TEXT BLOCK:
╔══

Appeal to the Great Spirit (1909) is the one most people have seen, even if they don't know the name. A rider tilts his head back and opens his arms to the sky, reins slack. It has stood in front of Boston's Museum of Fine Arts for more than a century and remains one of the most reproduced works in the museum. Earlier pieces in the series had already won him gold medals in Paris and at the 1904 world's fair in St. Louis — recognition that placed him among the front rank of American sculptors.
So when the Pilgrim Tercentenary Commission needed an artist for its 1620 anniversary coin in 1920, it hired a Boston sculptor at the height of his fame. Coin work was unusual for Dallin — a small, hard-edged medium for a man used to monuments. The difference shows in the story of how the coin came together, and in the marks it carries.
The Pilgrim half dollar
The commission handed Dallin sketches; his job was to turn them into the plaster models a coin is struck from. The result honors the 300th anniversary of the Pilgrims' 1620 landing. The obverse — the heads side — shows Plymouth Colony's Governor William Bradford in his tall hat, a Bible under his arm, head bowed. The reverse — the tails side — carries the Mayflower under full sail.
The coin did not sail through smoothly. James Earle Fraser — himself a great coin designer, the man behind the Buffalo nickel — sat on the federal Commission of Fine Arts and thought the lettering was crude, but by then there was no time to change it. In the back-and-forth, the words "HOLY BIBLE" and Dallin's own initials were dropped from the design. A small "D" for Dallin was added to the obverse, tucked near Bradford's elbow — apparently as an afterthought, and easily mistaken by collectors for a mint mark even though every one of these coins was struck in Philadelphia, which uses no mark at all.
Numismatists have had two centuries of fun at the ship's expense, too: the Mayflower on the coin flies a triangular "flying jib" sail — rigging that hadn't come into use in 1620. A small anachronism on a coin meant to capture a precise historical moment. None of it stopped the coin from becoming a collector favorite and, for many, the unofficial "Thanksgiving coin" of the U.S. commemorative series.
Key facts
- Born
- November 22, 1861 — Springville, Utah Territory
- Died
- November 14, 1944 — Arlington, Massachusetts
- Nationality
- American
- Training
- Boston (Truman H. Bartlett); Paris (Académie Julian)

╚══

DATASET EXCERPTS:
╔══

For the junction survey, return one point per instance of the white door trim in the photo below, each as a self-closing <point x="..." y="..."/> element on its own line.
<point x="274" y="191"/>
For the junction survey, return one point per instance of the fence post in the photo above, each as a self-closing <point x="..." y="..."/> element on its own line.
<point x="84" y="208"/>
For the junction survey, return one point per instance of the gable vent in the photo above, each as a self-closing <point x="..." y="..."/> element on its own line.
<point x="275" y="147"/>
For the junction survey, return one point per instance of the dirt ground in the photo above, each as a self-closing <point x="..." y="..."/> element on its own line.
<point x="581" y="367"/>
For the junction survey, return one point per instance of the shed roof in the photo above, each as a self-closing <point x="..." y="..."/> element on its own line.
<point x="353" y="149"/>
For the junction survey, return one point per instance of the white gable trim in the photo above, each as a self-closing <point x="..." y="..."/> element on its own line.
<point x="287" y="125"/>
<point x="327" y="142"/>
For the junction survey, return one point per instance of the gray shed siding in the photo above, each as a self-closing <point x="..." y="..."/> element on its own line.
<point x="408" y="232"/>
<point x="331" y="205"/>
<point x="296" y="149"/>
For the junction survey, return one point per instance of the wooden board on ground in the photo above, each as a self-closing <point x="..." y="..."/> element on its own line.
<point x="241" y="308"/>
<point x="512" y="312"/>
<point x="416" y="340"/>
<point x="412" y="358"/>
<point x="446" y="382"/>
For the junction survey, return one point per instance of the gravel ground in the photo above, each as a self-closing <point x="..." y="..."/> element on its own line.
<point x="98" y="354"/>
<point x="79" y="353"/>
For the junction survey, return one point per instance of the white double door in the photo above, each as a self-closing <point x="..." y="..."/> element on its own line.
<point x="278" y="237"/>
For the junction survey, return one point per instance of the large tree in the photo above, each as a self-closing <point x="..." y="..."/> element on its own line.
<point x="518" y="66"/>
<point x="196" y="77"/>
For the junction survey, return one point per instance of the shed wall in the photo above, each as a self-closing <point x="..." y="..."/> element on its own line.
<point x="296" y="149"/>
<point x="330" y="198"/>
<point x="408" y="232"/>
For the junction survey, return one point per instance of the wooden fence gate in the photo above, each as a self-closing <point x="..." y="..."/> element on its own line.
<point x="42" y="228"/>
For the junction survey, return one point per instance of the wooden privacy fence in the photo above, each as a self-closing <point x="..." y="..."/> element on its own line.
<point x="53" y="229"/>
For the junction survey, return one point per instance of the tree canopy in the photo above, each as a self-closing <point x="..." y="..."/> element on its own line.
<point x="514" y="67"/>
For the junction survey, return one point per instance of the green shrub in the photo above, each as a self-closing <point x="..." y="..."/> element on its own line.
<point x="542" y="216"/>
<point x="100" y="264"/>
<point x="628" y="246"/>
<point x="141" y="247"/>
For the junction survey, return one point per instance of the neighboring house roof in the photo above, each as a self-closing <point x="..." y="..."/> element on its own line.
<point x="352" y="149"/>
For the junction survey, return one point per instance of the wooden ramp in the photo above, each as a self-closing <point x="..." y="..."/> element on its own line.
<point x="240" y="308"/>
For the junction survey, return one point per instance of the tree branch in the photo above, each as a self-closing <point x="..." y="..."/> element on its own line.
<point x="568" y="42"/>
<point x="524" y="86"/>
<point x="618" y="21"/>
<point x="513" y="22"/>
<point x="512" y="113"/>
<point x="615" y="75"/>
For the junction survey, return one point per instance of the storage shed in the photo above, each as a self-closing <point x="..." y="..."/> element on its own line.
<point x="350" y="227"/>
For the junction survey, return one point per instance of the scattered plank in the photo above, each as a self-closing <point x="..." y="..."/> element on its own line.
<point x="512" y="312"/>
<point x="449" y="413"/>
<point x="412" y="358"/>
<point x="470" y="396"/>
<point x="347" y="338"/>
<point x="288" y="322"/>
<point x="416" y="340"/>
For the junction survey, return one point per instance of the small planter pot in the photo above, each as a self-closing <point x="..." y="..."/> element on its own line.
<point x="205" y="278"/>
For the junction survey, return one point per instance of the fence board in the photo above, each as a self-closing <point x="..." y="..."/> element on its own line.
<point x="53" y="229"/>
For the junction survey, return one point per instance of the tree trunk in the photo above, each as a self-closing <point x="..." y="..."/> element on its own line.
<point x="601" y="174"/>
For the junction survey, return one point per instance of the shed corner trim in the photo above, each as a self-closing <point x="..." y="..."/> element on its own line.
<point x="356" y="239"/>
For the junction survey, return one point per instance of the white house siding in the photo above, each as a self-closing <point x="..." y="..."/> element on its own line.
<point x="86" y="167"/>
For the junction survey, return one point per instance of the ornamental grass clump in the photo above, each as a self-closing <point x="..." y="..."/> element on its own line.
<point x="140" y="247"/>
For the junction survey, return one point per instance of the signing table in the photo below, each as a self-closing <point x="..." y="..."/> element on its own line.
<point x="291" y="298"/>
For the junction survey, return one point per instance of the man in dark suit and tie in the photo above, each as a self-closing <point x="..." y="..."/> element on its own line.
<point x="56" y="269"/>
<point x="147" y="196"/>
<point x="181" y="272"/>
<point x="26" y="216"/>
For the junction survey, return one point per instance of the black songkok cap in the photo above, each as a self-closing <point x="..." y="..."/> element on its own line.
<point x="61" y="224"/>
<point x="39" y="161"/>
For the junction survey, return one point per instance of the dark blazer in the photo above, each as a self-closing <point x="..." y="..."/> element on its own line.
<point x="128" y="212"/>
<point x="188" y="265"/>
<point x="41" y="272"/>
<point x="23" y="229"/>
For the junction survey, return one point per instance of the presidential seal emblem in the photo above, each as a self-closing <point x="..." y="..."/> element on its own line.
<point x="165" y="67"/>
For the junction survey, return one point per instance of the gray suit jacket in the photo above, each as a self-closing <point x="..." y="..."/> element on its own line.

╚══

DIRECTIVE A:
Answer these from the text on Dallin and the Pilgrim half dollar:
(i) Where has Appeal to the Great Spirit stood for more than a century?
(ii) Which coin does the text credit James Earle Fraser with designing?
(iii) On what date and in what place was Dallin born?
DIRECTIVE B:
Write out the passage of the text on Dallin and the Pilgrim half dollar starting at "So when the" and ending at "marks it carries.".

RIGHT ANSWER A:
(i) In front of Boston's Museum of Fine Arts.
(ii) The Buffalo nickel.
(iii) November 22, 1861, in Springville, Utah Territory.

RIGHT ANSWER B:
So when the Pilgrim Tercentenary Commission needed an artist for its 1620 anniversary coin in 1920, it hired a Boston sculptor at the height of his fame. Coin work was unusual for Dallin — a small, hard-edged medium for a man used to monuments. The difference shows in the story of how the coin came together, and in the marks it carries.